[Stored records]
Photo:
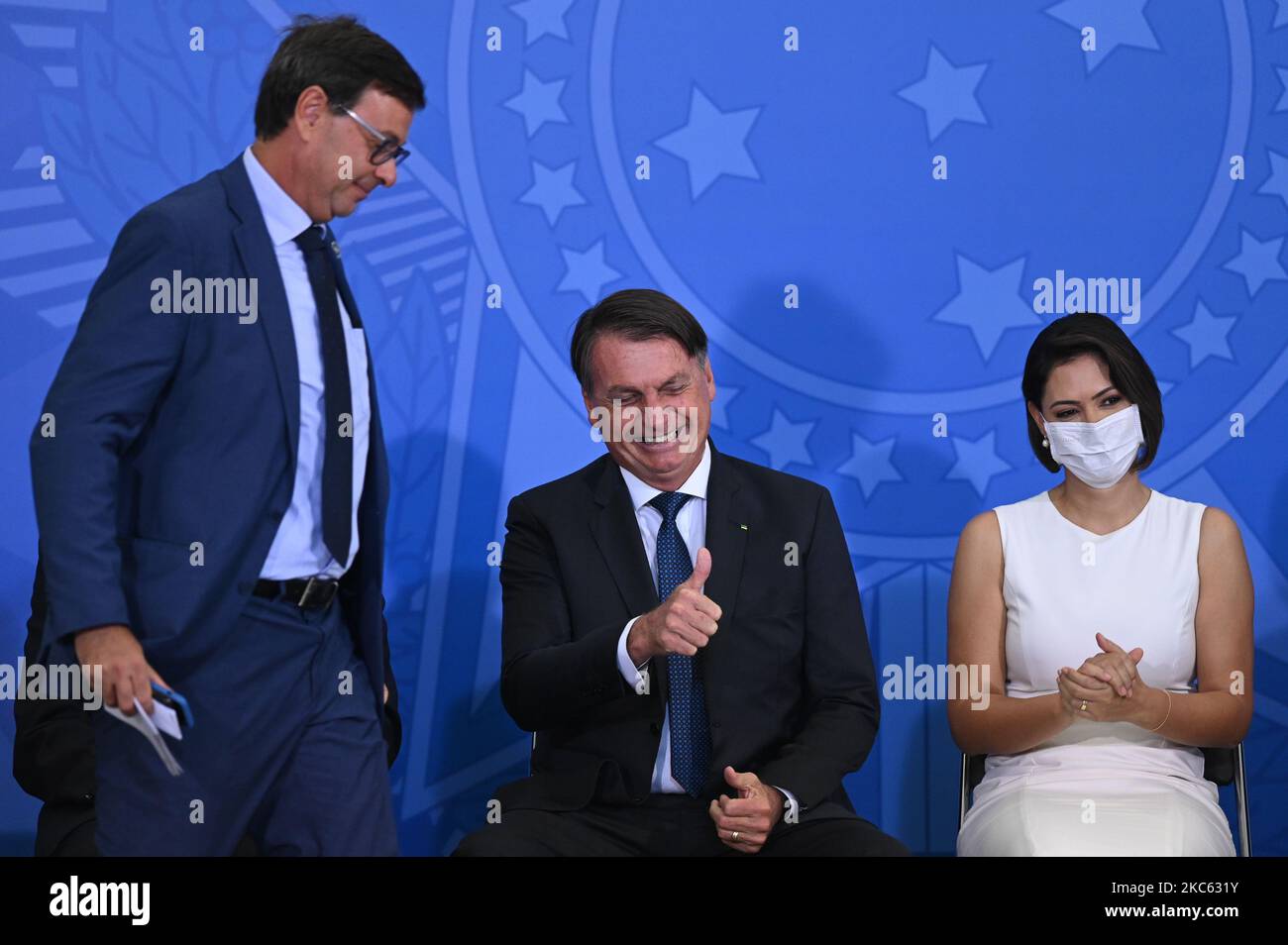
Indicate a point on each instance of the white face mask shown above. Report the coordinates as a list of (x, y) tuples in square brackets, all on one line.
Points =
[(1098, 454)]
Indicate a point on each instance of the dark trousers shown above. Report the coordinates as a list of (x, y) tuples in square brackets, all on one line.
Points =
[(284, 746), (664, 825)]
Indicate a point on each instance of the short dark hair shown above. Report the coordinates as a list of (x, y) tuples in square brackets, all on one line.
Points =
[(339, 54), (638, 314), (1087, 332)]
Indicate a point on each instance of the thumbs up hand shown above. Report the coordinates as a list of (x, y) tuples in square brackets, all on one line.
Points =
[(683, 623)]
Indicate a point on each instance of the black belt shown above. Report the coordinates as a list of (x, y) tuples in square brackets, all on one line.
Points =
[(307, 593)]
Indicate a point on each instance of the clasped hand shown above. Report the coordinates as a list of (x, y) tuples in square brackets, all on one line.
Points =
[(1106, 687)]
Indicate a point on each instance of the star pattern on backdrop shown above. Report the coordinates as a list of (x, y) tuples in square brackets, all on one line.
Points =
[(539, 102), (587, 271), (977, 461), (1257, 262), (785, 441), (870, 464), (1276, 184), (945, 93), (1206, 335), (1117, 24), (988, 303), (542, 18), (720, 406), (553, 189), (712, 143)]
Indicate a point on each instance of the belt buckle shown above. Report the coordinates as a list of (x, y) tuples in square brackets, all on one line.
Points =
[(317, 593)]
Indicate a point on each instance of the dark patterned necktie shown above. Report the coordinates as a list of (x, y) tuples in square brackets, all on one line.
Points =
[(338, 396), (687, 703)]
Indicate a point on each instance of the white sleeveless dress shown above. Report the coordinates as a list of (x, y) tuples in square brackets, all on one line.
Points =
[(1098, 788)]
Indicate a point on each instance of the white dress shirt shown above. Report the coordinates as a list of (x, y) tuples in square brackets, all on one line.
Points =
[(692, 524), (297, 549)]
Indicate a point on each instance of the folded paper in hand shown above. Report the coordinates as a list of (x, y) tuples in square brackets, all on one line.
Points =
[(162, 718)]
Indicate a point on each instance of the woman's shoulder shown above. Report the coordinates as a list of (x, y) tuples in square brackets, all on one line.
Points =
[(1033, 505)]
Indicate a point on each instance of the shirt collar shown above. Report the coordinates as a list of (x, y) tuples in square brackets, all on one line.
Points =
[(282, 215), (695, 485)]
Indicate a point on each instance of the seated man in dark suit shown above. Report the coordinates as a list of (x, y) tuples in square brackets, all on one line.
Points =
[(682, 630)]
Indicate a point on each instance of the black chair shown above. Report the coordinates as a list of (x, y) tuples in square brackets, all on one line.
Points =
[(1220, 765)]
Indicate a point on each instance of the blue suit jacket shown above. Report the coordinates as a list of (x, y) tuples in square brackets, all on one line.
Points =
[(171, 429)]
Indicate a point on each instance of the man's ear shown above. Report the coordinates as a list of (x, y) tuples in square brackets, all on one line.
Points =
[(309, 108)]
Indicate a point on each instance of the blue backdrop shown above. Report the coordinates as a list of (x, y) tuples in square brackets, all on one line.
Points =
[(1154, 149)]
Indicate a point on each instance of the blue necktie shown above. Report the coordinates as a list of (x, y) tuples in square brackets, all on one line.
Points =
[(336, 394), (686, 700)]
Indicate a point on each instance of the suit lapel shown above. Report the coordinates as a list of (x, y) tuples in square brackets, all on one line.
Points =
[(726, 537), (617, 533), (274, 316)]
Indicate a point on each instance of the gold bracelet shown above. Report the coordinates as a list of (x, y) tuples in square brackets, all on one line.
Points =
[(1168, 712)]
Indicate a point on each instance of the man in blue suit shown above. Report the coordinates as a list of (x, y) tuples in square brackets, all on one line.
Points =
[(211, 483)]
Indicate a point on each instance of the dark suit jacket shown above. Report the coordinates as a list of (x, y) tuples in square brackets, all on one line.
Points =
[(790, 687), (180, 428)]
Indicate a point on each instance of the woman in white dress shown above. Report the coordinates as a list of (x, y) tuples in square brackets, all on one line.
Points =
[(1093, 606)]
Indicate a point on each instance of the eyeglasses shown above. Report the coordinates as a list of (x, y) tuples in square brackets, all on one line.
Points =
[(386, 150)]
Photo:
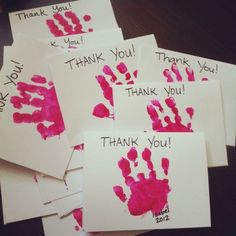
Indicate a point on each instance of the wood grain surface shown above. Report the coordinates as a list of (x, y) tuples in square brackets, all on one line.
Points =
[(202, 28)]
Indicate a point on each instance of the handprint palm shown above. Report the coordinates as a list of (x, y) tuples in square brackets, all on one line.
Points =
[(147, 194), (170, 126), (48, 110), (101, 110), (70, 24)]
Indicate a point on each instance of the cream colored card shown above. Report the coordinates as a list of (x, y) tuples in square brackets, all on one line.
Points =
[(145, 181), (175, 107), (32, 129), (74, 17), (71, 225), (68, 204), (156, 64), (83, 83), (21, 198), (52, 189), (79, 41)]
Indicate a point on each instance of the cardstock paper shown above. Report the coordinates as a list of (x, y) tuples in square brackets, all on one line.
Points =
[(53, 189), (66, 205), (154, 61), (78, 41), (77, 158), (32, 129), (21, 199), (64, 19), (70, 225), (170, 190), (83, 83), (175, 107)]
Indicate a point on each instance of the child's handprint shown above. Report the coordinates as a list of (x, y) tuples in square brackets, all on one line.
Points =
[(70, 24), (174, 74), (78, 216), (171, 126), (46, 103), (101, 110), (147, 193)]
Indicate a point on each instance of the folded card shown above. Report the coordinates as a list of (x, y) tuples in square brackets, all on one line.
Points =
[(68, 204), (83, 81), (72, 225), (75, 17), (32, 129), (77, 158), (53, 189), (175, 107), (156, 64), (21, 198), (78, 41), (150, 180)]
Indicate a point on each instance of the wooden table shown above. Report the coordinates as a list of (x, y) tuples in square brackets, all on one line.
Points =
[(202, 28)]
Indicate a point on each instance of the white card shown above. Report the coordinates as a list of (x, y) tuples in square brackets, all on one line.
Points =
[(150, 180), (77, 158), (53, 189), (21, 199), (78, 41), (153, 106), (66, 205), (32, 129), (71, 225), (68, 18), (154, 61), (85, 96)]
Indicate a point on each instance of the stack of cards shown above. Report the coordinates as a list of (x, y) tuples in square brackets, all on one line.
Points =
[(102, 134)]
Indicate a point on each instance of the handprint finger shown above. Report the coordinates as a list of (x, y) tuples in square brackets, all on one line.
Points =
[(64, 23), (175, 69), (146, 155)]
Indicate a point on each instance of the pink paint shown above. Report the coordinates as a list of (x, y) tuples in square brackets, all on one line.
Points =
[(177, 76), (132, 155), (47, 108), (35, 179), (171, 126), (118, 190), (147, 194), (78, 216), (87, 18), (79, 147), (101, 110), (69, 22), (165, 165)]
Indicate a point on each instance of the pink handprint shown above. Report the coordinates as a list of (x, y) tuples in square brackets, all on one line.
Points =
[(174, 74), (78, 216), (48, 110), (101, 110), (70, 24), (147, 194), (171, 126)]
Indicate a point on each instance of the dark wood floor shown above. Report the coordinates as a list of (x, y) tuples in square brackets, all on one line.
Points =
[(203, 28)]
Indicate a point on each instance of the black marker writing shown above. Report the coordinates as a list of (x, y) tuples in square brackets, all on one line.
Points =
[(141, 91), (3, 100), (84, 61), (15, 73), (175, 90), (120, 54), (181, 60), (23, 15), (119, 142), (155, 142)]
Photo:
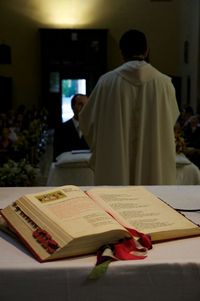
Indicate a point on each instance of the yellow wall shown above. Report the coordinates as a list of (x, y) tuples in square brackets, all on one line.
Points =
[(21, 19)]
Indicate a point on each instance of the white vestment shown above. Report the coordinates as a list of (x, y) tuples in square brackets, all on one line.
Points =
[(128, 123)]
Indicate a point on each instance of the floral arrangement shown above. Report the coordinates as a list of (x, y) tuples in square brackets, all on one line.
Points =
[(14, 174)]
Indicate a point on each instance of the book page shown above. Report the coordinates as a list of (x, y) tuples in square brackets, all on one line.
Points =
[(70, 209), (136, 207)]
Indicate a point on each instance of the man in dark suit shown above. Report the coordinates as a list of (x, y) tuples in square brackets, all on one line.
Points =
[(67, 136)]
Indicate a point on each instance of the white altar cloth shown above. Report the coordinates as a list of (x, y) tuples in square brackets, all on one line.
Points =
[(171, 270)]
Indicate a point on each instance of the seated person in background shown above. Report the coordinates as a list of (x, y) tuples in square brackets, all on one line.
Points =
[(67, 136)]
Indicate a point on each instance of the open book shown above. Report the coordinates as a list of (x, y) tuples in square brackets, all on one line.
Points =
[(66, 221)]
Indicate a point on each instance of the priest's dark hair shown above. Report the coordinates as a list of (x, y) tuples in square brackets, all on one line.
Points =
[(133, 43)]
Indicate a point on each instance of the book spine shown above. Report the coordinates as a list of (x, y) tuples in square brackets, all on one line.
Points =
[(39, 234)]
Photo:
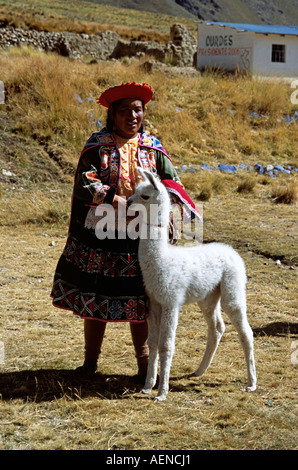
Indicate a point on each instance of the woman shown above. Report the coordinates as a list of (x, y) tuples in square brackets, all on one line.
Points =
[(100, 279)]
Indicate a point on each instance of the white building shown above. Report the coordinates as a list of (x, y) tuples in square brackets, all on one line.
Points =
[(265, 50)]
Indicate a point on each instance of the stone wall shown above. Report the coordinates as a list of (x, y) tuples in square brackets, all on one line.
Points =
[(180, 51)]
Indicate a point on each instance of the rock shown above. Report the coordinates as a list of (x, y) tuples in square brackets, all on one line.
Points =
[(107, 45), (227, 168)]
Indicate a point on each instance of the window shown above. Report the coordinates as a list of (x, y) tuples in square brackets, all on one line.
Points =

WORK ITEM> Copy every line in the data above that has the string "black" in it.

ANSWER TO THE PROBLEM>
Indicate a point on each instance of the black belt shown above. Report the coordinates as a list of (x, y) tuples in square brackets, all on one line.
Indicate a point on each instance of the black chair shown above. Report the coordinates as a list of (x, y) tuples in square brackets, all on one line.
Indicate a point on each instance of the black marker writing shown above. Report the coordinates as a list of (x, y) tuples in square brackets, all on one line.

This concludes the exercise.